**Instruction:**
Format all the entries below as a two-column CSV with the headers entry and answer, one row per entry. Put each entry's text and its answer in single quoted fields with line breaks turned into spaces, and leave the pictures out.
======== Data shown
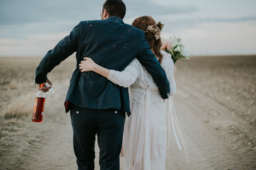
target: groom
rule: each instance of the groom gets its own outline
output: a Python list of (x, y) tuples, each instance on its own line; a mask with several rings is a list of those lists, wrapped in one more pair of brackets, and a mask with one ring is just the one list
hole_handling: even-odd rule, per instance
[(96, 134), (100, 169), (119, 170), (125, 113), (129, 115), (130, 112), (128, 88), (94, 72), (81, 73), (78, 64), (84, 57), (120, 71), (137, 57), (152, 75), (162, 97), (168, 97), (170, 86), (165, 72), (151, 51), (144, 32), (123, 21), (126, 11), (122, 0), (107, 0), (101, 20), (81, 22), (48, 52), (36, 69), (35, 81), (42, 90), (40, 84), (50, 81), (47, 73), (76, 52), (77, 67), (65, 106), (66, 113), (71, 110), (74, 151), (79, 170), (94, 169)]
================
**Task result:**
entry,answer
"target: groom rule: each instance of the groom gets its own outline output: a Python list of (x, y) tuples, each instance on its own line; a mask with several rings is a list of those lists, wrapped in one more pair of brackets, and a mask with one ring is just the one list hole_handling: even-odd rule, per instance","[(96, 134), (100, 169), (119, 170), (125, 113), (129, 115), (130, 112), (128, 88), (94, 72), (81, 73), (78, 64), (84, 57), (120, 71), (137, 57), (152, 75), (162, 97), (168, 97), (170, 86), (165, 72), (151, 51), (144, 32), (123, 21), (126, 11), (122, 0), (107, 0), (101, 20), (81, 22), (48, 52), (36, 69), (35, 81), (42, 90), (40, 84), (50, 81), (47, 73), (76, 52), (77, 67), (65, 106), (66, 113), (71, 110), (74, 151), (79, 170), (94, 169)]"